━━━━━ Angezeigter Text

Wiltrud Kirschner und ihr Ehemann Dieter gehören zum Fanfarenzug Reichensachsen in Nordhessen. Der soll – wie andere Musikzüge - für die musikalische Umrahmung sorgen. Seit vielen Jahren sind der Erste Vorsitzende Dieter und Ehefrau Wiltrud in Wiesbaden mit dabei. Der Fanfarenzug will sich gerade formieren. Wiltrud Kirschner: „Aus dem Augenwinkel nahm ich wahr, dass mein Mann sich bückte und nach etwas im Bollerwagen griff. Ich sah noch sein blasses Gesicht und plötzlich fiel er wie eine Feder zurück.“ Wiltrud Kirschner reagiert instinktiv, fasst nach dem Kopf ihres Ehemannes. Sie erkennt sofort, dass es sich um einen Herzinfarkt handeln muss und beginnt mit den ersten Reanimationsmaßnahmen, ehe sie von der Sanitäterin Sandra Friedrichs und ihrem Mann Frank, die in Niedernhausen wohnen, abgelöst wird. Fünf Minuten führt Sandra Friedrichs die Maßnahmen durch – bis der Notarztwagen den Ort erreicht. Dieter Kirschner überlebt.

━━━━━━━━━━
━━━━━ Gespeicherte Daten

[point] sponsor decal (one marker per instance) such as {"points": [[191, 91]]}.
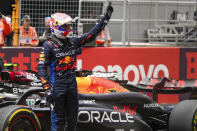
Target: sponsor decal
{"points": [[68, 53], [42, 55], [104, 74], [89, 101], [126, 109], [8, 84], [100, 117], [29, 76], [35, 84], [66, 60], [151, 105]]}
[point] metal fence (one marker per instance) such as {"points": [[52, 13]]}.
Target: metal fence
{"points": [[132, 20]]}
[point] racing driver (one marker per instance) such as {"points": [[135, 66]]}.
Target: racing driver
{"points": [[59, 53]]}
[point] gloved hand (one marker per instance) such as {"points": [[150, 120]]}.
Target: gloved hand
{"points": [[109, 11]]}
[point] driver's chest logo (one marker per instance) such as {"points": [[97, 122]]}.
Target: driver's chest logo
{"points": [[66, 63]]}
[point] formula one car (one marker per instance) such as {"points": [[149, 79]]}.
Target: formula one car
{"points": [[108, 104]]}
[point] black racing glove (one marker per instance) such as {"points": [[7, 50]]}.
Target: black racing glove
{"points": [[109, 12]]}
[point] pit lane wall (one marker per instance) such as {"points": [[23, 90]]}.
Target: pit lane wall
{"points": [[134, 63]]}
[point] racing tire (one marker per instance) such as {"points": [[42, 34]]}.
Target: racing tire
{"points": [[18, 118], [184, 116]]}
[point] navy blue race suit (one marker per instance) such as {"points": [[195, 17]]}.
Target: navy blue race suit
{"points": [[60, 55]]}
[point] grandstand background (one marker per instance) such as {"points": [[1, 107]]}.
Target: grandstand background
{"points": [[133, 21]]}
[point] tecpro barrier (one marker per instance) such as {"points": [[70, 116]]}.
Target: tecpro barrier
{"points": [[133, 63]]}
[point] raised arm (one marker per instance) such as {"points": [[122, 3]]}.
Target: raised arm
{"points": [[92, 34], [44, 62]]}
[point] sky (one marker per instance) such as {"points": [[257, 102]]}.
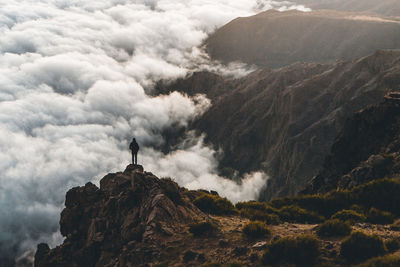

━━━━━━━━━━

▶ [Übungsfragen]:
**1)** Erklären Sie anhand des Textes über den Fanfarenzug Reichensachsen, warum Wiltrud Kirschner mit den ersten Reanimationsmaßnahmen beginnt.
**2)** Fassen Sie den Absatz des Textes über den Fanfarenzug Reichensachsen, der mit „Wiltrud Kirschner und ihr Ehemann Dieter“ beginnt, als Stichpunktliste zusammen. Behalten Sie dabei die wichtigsten Fakten bei.

▶ [Lösungen im Einzelnen]:
**1)** Ihr Mann wird blass und fällt plötzlich zurück. Sie erkennt sofort, dass es sich um einen Herzinfarkt handeln muss, und beginnt deshalb mit den ersten Reanimationsmaßnahmen.

**2)**
- Wiltrud und Dieter Kirschner gehören zum Fanfarenzug Reichensachsen in Nordhessen. Dieter ist der Erste Vorsitzende.
- Wie andere Musikzüge soll der Fanfarenzug für die musikalische Umrahmung sorgen. Das Ehepaar ist seit vielen Jahren in Wiesbaden dabei.
- Beim Formieren bückt sich Dieter zum Bollerwagen, wird blass und fällt zurück.
- Wiltrud fasst nach seinem Kopf, erkennt einen Herzinfarkt und beginnt mit der Reanimation.
- Die Sanitäterin Sandra Friedrichs und ihr Mann Frank aus Niedernhausen lösen sie ab.
- Sandra Friedrichs reanimiert fünf Minuten lang, bis der Notarztwagen eintrifft.
- Dieter Kirschner überlebt.